■ WHAT TO WORK ON
Beginning at the line that contains "Locate the dark leg" and ending at the last line of the entries, write out each line exactly; include nothing outside that span.

■ RECORDS TO USE
**********

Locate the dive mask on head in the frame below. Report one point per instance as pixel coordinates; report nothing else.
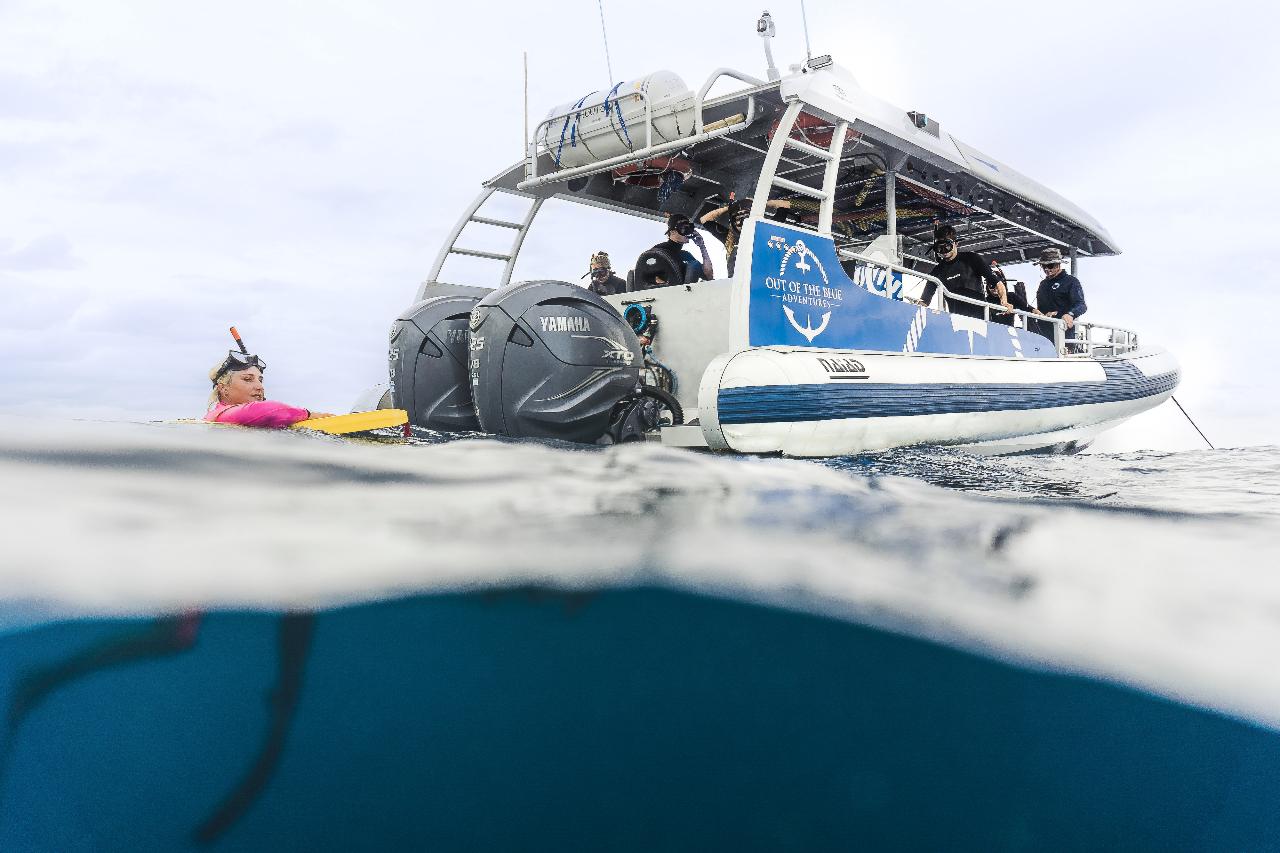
(237, 360)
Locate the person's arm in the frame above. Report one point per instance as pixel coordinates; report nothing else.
(1078, 305)
(265, 413)
(1004, 295)
(927, 296)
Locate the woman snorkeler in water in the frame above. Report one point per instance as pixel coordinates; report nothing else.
(238, 396)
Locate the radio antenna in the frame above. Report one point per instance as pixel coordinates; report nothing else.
(604, 32)
(524, 144)
(804, 18)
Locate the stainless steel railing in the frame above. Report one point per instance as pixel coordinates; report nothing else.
(1084, 338)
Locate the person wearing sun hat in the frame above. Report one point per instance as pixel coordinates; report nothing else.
(1060, 293)
(603, 281)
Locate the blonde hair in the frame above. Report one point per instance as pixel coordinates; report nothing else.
(220, 383)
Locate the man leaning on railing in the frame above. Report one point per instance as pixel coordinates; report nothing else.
(1059, 295)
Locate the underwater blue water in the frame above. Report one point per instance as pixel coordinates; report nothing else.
(234, 641)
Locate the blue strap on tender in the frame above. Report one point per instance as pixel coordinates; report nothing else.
(565, 127)
(617, 105)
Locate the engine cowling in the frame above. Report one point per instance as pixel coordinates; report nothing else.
(428, 360)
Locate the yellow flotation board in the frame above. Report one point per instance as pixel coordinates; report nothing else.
(356, 422)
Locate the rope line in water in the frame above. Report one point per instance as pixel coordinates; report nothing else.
(1192, 422)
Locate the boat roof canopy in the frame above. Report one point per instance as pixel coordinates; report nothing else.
(995, 209)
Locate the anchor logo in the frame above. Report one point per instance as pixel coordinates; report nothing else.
(807, 329)
(803, 265)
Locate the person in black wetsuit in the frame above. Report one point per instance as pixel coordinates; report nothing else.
(1059, 295)
(725, 223)
(680, 231)
(963, 274)
(603, 281)
(1013, 297)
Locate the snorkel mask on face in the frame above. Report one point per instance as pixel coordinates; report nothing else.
(238, 359)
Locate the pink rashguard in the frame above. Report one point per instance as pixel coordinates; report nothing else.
(266, 413)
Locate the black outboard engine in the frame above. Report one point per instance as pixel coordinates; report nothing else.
(552, 360)
(428, 357)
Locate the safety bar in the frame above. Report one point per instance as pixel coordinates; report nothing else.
(712, 81)
(1060, 340)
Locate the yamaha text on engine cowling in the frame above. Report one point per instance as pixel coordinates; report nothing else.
(552, 360)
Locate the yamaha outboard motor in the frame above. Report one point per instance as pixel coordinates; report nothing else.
(552, 360)
(428, 357)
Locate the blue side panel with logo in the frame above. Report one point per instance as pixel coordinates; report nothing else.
(801, 296)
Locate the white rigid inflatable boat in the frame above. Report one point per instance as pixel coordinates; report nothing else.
(810, 347)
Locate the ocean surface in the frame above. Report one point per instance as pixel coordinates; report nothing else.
(214, 638)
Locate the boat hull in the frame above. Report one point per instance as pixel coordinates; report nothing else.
(833, 402)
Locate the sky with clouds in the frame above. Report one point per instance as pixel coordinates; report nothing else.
(291, 168)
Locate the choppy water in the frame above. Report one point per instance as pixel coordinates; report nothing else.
(594, 642)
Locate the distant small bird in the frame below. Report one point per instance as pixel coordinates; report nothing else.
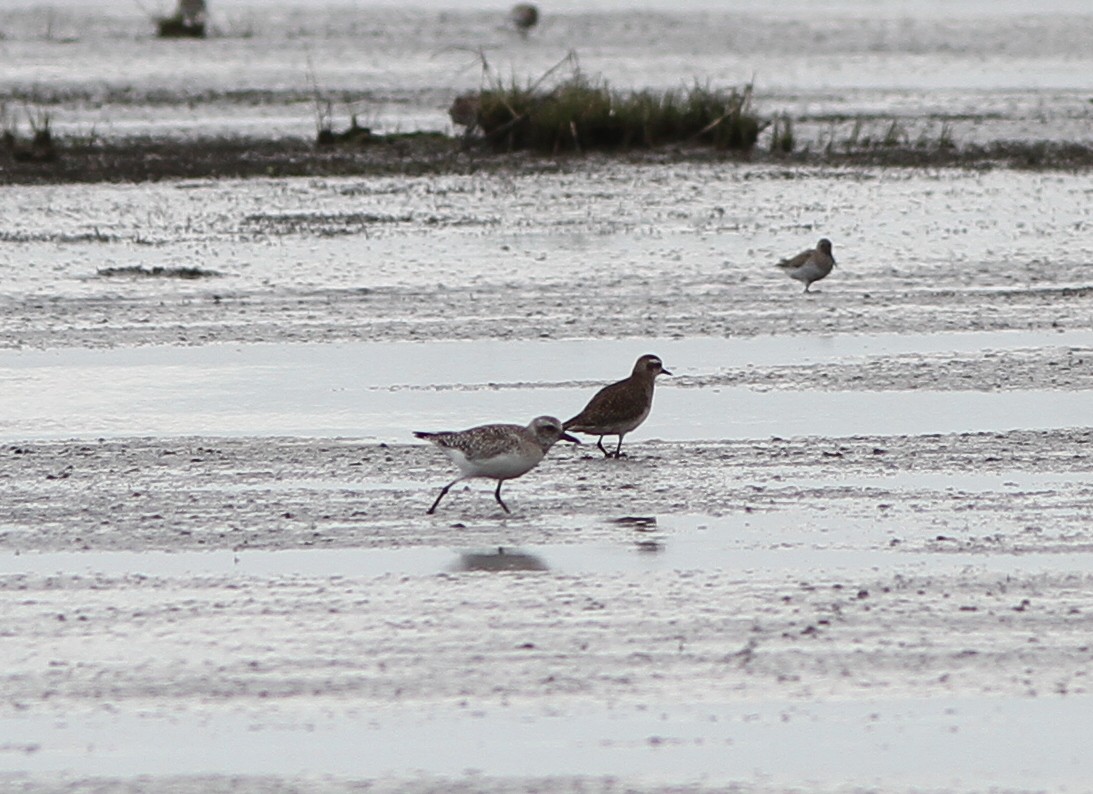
(524, 18)
(498, 452)
(621, 407)
(810, 265)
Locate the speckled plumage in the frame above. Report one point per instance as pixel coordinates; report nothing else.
(498, 452)
(811, 265)
(621, 407)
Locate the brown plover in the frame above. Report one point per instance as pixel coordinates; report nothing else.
(498, 452)
(621, 407)
(810, 265)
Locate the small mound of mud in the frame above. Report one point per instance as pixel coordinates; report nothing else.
(157, 272)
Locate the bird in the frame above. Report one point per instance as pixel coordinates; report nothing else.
(621, 407)
(810, 265)
(524, 18)
(498, 452)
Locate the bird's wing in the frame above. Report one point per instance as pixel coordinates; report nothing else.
(611, 404)
(797, 260)
(482, 442)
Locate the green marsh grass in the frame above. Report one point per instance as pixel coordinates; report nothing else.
(582, 115)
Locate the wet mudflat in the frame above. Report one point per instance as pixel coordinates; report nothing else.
(855, 528)
(849, 550)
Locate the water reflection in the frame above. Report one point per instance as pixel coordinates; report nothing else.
(500, 560)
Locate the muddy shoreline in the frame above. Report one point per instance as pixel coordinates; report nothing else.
(152, 160)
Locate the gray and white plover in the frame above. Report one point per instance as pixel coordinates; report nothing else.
(810, 265)
(497, 452)
(621, 407)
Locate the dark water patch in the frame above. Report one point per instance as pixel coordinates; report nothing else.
(157, 271)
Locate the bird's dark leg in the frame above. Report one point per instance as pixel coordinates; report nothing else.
(496, 495)
(443, 491)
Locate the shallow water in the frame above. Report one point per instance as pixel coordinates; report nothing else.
(380, 392)
(971, 743)
(990, 71)
(220, 588)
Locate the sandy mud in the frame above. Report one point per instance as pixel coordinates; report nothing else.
(848, 551)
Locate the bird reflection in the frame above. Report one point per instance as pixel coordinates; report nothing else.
(500, 560)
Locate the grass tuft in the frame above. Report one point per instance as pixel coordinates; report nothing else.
(580, 115)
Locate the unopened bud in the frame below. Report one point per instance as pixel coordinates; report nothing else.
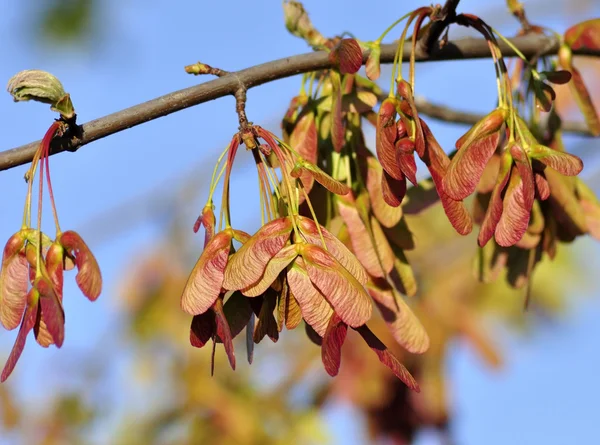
(298, 23)
(43, 87)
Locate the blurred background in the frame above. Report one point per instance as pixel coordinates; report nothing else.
(127, 374)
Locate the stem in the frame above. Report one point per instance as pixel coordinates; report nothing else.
(509, 44)
(416, 30)
(314, 215)
(38, 252)
(225, 211)
(54, 129)
(213, 182)
(392, 26)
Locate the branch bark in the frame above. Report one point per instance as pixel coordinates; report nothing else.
(468, 48)
(434, 32)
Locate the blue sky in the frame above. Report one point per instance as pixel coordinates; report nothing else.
(140, 54)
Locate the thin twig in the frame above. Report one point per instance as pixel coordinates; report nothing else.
(469, 48)
(447, 15)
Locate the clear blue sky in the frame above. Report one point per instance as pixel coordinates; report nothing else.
(548, 391)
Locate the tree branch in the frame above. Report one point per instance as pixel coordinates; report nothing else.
(434, 32)
(468, 48)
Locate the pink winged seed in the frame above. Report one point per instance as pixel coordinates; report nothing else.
(467, 166)
(564, 163)
(274, 267)
(404, 325)
(248, 264)
(385, 138)
(366, 252)
(308, 229)
(387, 215)
(51, 311)
(437, 162)
(387, 358)
(26, 326)
(515, 213)
(494, 210)
(89, 278)
(342, 290)
(315, 309)
(223, 331)
(14, 278)
(331, 348)
(204, 284)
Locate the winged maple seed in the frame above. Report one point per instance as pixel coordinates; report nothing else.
(521, 175)
(33, 265)
(31, 292)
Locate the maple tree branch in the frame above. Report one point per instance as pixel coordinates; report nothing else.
(434, 32)
(467, 48)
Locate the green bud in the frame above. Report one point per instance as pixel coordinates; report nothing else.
(41, 86)
(298, 23)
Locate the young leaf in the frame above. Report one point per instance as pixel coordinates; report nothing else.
(331, 348)
(206, 280)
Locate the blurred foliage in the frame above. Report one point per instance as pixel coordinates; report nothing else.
(67, 21)
(278, 399)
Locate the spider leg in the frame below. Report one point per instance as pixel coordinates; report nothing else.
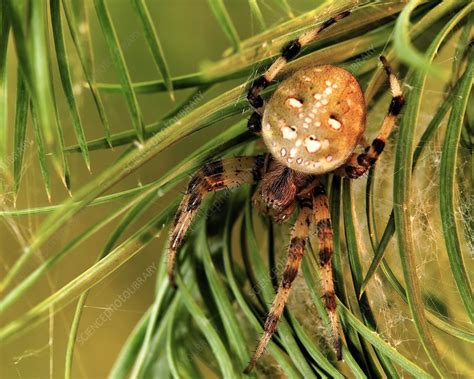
(324, 232)
(296, 247)
(289, 51)
(358, 164)
(211, 177)
(254, 123)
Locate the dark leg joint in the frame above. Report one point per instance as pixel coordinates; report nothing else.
(213, 168)
(291, 50)
(297, 245)
(289, 276)
(254, 124)
(396, 105)
(378, 145)
(271, 323)
(325, 255)
(257, 169)
(253, 96)
(319, 190)
(352, 172)
(306, 203)
(194, 202)
(386, 66)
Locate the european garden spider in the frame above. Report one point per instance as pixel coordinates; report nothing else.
(311, 125)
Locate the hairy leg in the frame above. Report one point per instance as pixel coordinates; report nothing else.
(358, 164)
(211, 177)
(322, 220)
(289, 51)
(299, 236)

**********

■ CORRECT ANSWER
Locate the dark leg joint in the frame above. Report one point per instance as pixel coordinates; report nothing else.
(213, 168)
(291, 50)
(297, 245)
(289, 276)
(254, 124)
(396, 105)
(378, 145)
(271, 323)
(325, 255)
(257, 169)
(253, 96)
(319, 190)
(352, 172)
(306, 203)
(194, 202)
(386, 66)
Locate the european garden spider in the frame above. Report one point per instance as pixel coordinates; report nothing else.
(311, 125)
Locate the hairy leg in the frame above. Report one point per instance as pixel coordinates; report nothing else.
(358, 164)
(211, 177)
(322, 220)
(289, 51)
(299, 236)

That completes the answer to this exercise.